OBJECTIF 1: Reproduisez intégralement le texte sur la signification des actes par les clercs d'huissiers.

SOURCE:
——
From a procedure in abstracto to a procedure «in action»: the case of

writs being served by bailiffs’ clerks. This article shows that applying a

procedure is not a mechanical (or simple) consequence of the procedure

itself. It depends upon a series of practical tasks carried out in concrete

situations. This idea is illustrated by the example of a legal procedure

known as the serving of writs by bailiffs’ clerks. The procedure has a general

framework which must be respected in all circumstances. Nevertheless,

observation shows that in practice, clerks are obliged to deal with and adapt

to local circumstances and take advantage of opportunities which occur

in their environment. Consequently, a distinction may be drawn between

the procedure in abstracto – as a corpus of formal rules in a textbook –

and the procedure «in action» – as a series of practical tasks relying upon

heterogeneous resources such as written rules, data provided by local

contexts, and the clerks’ experience and professional skills.

Keywords

Serving writs, bailiffs’ clerks, procedure, practice, skills, situation.
——
LIGNES EXTRAITES:
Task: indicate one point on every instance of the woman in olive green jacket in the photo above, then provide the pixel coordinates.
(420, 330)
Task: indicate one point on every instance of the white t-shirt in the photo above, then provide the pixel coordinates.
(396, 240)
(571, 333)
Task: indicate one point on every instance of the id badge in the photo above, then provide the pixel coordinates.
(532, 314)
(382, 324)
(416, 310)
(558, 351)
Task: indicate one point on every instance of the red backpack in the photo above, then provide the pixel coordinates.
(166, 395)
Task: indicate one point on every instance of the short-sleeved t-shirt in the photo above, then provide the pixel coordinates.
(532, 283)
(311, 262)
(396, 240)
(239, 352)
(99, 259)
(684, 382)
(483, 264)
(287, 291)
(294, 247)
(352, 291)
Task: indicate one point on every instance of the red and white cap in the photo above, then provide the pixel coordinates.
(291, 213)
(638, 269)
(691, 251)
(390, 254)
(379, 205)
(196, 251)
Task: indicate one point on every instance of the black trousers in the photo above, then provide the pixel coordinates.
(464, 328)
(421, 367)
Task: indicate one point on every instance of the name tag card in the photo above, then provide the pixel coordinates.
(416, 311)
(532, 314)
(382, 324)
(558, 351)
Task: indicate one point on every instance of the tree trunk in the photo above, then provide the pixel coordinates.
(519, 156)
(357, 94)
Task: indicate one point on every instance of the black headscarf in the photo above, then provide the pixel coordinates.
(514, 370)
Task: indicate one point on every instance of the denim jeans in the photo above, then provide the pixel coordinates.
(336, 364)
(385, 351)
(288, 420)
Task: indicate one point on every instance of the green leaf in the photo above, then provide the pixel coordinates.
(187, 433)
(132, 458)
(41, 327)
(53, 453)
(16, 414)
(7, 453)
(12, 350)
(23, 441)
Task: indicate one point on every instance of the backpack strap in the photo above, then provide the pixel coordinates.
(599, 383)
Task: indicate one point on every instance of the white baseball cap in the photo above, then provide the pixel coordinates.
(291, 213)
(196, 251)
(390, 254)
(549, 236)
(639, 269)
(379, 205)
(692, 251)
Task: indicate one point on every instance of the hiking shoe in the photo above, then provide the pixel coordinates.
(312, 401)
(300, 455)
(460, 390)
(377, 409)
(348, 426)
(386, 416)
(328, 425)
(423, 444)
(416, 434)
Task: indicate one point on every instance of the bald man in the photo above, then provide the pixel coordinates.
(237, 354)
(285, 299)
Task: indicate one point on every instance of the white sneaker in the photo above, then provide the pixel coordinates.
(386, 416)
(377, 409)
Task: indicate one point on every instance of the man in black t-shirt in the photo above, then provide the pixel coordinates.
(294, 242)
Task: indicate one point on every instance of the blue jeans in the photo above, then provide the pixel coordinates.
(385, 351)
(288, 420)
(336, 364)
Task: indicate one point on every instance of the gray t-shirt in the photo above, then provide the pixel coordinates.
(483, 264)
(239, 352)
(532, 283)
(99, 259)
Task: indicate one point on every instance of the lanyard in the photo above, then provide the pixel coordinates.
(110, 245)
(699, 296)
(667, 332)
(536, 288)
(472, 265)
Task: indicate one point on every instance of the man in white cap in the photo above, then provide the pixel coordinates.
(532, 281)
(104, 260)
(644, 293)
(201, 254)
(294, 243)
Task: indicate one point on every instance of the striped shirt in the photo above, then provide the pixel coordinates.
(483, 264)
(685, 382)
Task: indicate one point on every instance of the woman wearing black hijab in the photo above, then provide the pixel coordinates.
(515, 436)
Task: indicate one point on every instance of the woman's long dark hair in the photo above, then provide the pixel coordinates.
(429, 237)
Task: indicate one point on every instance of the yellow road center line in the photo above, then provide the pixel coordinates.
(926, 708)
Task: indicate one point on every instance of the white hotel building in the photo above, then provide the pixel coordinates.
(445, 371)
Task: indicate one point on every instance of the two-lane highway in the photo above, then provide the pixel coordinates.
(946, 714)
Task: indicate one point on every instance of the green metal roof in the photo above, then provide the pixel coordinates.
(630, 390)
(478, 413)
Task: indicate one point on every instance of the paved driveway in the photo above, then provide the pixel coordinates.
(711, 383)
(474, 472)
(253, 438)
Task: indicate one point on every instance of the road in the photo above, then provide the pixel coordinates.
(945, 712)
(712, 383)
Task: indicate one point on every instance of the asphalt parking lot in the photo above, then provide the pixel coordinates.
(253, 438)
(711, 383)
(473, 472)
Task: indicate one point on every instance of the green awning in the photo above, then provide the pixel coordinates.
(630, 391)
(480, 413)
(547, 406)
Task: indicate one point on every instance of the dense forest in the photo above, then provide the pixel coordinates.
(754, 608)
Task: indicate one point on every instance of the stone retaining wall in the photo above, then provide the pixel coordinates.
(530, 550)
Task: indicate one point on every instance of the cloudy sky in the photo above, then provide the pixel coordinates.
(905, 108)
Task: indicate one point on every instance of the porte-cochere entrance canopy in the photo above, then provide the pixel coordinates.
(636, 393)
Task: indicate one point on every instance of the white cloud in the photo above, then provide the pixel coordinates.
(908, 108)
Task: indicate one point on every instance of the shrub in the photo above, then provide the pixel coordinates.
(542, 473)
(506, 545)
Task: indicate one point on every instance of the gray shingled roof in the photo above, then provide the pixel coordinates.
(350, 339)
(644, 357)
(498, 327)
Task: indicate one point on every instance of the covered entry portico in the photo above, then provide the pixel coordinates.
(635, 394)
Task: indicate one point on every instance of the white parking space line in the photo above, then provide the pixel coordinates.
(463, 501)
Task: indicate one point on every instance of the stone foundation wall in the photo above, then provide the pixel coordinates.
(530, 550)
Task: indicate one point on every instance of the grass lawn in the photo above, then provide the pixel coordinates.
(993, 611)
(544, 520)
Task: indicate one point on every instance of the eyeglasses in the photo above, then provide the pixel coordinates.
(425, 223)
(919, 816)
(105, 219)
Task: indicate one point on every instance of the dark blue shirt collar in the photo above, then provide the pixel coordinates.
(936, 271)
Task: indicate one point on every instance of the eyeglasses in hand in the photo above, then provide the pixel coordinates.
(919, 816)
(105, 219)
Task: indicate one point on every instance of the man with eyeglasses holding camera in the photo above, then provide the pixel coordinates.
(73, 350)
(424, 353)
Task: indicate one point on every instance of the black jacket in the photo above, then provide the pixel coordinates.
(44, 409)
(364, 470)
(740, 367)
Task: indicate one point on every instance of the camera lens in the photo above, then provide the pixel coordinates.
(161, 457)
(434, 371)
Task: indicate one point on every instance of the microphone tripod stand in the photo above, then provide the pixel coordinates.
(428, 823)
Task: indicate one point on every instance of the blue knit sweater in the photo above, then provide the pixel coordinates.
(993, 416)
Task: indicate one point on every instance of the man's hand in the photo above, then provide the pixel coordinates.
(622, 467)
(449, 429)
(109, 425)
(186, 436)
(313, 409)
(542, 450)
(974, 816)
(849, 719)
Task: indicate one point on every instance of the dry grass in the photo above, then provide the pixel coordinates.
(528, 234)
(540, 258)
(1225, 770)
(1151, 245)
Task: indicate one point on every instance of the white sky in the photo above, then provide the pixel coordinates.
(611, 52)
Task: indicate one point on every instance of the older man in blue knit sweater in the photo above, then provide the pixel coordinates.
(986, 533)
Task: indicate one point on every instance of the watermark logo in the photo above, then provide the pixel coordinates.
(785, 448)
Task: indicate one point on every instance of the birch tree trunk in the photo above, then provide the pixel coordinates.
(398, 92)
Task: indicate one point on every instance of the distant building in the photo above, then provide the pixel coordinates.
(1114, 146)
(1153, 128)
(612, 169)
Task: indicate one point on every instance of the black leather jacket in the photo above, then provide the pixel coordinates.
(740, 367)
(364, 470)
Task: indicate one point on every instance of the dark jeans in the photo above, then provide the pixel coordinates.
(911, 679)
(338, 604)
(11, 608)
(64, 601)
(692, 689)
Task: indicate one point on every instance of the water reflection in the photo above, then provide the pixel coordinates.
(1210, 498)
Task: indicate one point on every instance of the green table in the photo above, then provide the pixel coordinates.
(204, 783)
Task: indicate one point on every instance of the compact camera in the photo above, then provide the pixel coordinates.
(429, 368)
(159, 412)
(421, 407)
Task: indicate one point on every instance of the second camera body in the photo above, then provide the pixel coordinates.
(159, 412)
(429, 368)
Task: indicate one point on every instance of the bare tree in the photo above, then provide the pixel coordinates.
——
OBJECTIF 2: Listez toutes les lignes ci-dessus où figure la chaîne "gray".

RÉSULTAT 1:
From a procedure in abstracto to a procedure «in action»: the case of

writs being served by bailiffs’ clerks. This article shows that applying a

procedure is not a mechanical (or simple) consequence of the procedure

itself. It depends upon a series of practical tasks carried out in concrete

situations. This idea is illustrated by the example of a legal procedure

known as the serving of writs by bailiffs’ clerks. The procedure has a general

framework which must be respected in all circumstances. Nevertheless,

observation shows that in practice, clerks are obliged to deal with and adapt

to local circumstances and take advantage of opportunities which occur

in their environment. Consequently, a distinction may be drawn between

the procedure in abstracto – as a corpus of formal rules in a textbook –

and the procedure «in action» – as a series of practical tasks relying upon

heterogeneous resources such as written rules, data provided by local

contexts, and the clerks’ experience and professional skills.

Keywords

Serving writs, bailiffs’ clerks, procedure, practice, skills, situation.

RÉSULTAT 2:
Task: indicate one point on every instance of the gray t-shirt in the photo above, then provide the pixel coordinates.
Task: indicate one point on every instance of the gray shingled roof in the photo above, then provide the pixel coordinates.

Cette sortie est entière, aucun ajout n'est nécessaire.